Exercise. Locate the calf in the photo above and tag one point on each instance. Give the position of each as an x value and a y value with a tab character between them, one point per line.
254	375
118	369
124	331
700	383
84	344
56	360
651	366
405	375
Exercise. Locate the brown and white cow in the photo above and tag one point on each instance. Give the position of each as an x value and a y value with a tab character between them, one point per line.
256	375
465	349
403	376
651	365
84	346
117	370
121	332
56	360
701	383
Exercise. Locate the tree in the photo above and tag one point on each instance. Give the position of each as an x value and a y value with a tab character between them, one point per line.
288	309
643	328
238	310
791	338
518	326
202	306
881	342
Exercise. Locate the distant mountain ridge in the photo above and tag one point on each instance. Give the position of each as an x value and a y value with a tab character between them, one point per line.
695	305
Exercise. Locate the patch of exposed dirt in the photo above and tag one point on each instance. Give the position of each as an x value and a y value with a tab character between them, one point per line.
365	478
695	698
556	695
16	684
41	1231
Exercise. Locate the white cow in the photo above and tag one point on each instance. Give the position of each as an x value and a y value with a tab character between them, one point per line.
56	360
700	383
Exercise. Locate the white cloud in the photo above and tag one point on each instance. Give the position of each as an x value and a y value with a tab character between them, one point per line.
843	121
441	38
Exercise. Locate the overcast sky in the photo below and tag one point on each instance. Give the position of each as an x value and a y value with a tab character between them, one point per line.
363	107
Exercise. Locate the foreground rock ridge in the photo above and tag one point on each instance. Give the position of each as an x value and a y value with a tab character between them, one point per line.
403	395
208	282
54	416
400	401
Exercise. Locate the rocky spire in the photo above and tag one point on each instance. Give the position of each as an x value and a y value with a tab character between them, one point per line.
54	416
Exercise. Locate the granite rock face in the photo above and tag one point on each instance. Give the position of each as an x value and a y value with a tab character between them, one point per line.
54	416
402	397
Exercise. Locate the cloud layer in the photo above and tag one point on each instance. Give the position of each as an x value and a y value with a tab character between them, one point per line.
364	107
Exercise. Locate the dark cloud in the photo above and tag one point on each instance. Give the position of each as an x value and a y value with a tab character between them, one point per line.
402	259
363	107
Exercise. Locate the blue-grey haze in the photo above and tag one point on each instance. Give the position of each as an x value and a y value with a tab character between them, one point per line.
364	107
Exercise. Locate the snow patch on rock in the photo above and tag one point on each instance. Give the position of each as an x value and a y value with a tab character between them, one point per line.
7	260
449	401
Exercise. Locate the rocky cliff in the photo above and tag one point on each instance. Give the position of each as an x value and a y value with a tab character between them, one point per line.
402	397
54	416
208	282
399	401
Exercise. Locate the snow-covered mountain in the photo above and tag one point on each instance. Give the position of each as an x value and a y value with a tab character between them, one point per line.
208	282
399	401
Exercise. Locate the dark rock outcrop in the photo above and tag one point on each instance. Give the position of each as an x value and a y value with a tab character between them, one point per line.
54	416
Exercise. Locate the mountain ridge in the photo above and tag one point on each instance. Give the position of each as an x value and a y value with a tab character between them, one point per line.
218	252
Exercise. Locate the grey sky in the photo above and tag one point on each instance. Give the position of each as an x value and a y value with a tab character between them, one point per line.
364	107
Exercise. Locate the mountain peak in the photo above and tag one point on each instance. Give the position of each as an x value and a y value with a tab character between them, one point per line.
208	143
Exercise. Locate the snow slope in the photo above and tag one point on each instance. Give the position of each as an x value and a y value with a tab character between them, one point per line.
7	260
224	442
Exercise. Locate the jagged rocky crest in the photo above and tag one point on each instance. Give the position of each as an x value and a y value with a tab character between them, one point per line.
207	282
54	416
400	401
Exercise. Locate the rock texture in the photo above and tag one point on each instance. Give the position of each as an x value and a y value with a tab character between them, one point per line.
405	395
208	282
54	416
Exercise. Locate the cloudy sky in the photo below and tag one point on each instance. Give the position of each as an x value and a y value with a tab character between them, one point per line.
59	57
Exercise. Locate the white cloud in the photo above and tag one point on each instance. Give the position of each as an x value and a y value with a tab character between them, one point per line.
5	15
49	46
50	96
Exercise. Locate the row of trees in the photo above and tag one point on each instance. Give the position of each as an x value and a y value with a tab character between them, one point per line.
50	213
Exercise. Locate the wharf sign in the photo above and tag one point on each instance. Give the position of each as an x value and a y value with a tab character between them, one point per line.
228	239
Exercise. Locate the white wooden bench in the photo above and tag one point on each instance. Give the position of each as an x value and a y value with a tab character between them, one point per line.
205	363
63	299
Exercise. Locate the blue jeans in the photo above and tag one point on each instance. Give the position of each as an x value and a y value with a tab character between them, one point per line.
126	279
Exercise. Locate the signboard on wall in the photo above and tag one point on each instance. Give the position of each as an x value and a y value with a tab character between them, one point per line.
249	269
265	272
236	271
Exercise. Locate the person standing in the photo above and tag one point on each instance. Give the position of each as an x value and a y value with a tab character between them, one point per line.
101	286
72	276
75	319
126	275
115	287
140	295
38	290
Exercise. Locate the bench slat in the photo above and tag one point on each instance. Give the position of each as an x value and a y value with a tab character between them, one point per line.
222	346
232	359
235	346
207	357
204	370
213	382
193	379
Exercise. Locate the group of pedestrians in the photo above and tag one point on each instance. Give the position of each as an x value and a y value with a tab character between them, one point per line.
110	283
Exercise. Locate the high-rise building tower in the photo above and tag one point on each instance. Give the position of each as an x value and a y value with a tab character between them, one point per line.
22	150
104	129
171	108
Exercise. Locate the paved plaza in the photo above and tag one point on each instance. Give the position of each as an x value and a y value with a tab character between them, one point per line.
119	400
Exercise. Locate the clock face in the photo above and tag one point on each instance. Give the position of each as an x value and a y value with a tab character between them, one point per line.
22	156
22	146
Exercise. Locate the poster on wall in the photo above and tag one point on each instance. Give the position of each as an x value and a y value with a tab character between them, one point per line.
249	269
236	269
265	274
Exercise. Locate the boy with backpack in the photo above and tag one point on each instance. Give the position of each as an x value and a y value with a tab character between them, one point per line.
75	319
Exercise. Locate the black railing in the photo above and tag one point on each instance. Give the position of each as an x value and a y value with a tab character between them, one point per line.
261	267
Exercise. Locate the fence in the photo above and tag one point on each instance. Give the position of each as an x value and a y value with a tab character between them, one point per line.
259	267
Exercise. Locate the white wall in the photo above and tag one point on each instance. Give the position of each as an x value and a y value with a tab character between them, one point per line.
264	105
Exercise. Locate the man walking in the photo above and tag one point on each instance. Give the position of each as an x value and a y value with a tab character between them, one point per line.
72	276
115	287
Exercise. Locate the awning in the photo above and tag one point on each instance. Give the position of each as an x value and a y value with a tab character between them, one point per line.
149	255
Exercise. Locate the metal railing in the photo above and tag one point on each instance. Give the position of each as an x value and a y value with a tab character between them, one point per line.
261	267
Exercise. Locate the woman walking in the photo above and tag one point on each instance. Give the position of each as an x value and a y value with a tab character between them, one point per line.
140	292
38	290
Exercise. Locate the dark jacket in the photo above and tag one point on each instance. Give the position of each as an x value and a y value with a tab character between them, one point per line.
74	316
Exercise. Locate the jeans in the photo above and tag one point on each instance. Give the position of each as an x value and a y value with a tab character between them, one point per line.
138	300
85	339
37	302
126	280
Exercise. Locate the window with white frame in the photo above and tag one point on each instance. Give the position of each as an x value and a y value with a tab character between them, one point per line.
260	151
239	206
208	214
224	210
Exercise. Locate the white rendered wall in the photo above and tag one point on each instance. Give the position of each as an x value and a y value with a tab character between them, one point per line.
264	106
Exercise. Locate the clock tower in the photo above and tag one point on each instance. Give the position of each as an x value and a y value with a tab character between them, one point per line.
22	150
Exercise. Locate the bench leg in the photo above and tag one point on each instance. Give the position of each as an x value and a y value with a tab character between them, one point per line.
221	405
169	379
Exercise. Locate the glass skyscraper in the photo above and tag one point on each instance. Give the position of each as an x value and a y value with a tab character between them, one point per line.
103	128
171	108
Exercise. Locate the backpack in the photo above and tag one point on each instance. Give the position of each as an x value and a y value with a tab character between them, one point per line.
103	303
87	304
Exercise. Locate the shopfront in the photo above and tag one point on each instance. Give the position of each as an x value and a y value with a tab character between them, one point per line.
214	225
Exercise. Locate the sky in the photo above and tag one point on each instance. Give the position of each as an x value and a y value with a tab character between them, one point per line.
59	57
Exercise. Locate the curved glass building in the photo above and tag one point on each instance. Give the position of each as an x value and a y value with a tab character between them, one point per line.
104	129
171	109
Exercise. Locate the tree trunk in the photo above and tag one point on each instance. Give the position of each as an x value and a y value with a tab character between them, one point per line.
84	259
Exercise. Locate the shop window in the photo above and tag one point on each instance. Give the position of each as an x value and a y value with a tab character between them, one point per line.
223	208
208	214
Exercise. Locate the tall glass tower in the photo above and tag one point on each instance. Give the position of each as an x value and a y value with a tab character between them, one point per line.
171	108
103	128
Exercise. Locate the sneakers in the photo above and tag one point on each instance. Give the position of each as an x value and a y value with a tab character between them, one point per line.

================

## What you will do
Exact copies of the line containing "Exercise. Locate the shop window" and of every line after it through the end of the entries are all that should be output.

## Result
Exercise. Locate the shop window in the photo above and tag one point on each instance. Give the position of each as an x value and a y value with a tab character between them, one point per line.
223	208
208	214
Exercise. Locate the tall glass tower in the photo above and tag one point on each instance. Give the position of each as an x value and a y value with a tab character between them, one point per line.
171	108
103	128
Exercise. Locate the sneakers in the photo above and tag one point on each instance. Give the position of each as an x value and a y value with a tab character between them, one point per line.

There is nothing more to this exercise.